Every line from the one that includes "Practice. Place a point on every instance of the snow in" to the end of the entries should be written out exactly, with the first and last included.
── Source records ──
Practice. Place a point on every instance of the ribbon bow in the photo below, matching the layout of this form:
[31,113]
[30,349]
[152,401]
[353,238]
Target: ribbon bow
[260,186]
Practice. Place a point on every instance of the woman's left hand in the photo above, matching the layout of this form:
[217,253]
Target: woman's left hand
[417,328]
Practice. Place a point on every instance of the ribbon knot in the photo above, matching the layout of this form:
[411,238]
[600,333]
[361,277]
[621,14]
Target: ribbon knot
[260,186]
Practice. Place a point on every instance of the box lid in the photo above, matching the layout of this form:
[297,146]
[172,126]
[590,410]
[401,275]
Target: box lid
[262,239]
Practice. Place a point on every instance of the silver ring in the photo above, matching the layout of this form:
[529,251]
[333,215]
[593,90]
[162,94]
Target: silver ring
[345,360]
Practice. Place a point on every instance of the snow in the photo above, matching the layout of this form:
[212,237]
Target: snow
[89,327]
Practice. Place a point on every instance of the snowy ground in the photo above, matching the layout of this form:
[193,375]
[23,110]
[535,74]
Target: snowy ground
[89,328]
───
• **Result**
Practice. Place a point on every instance of the snow in the photo above, matching the layout of this form:
[212,237]
Target: snow
[89,327]
Practice. Place a point on every instance of the snowy ground in the photo above, matching the layout of this form:
[193,375]
[23,110]
[535,74]
Target: snowy ground
[89,328]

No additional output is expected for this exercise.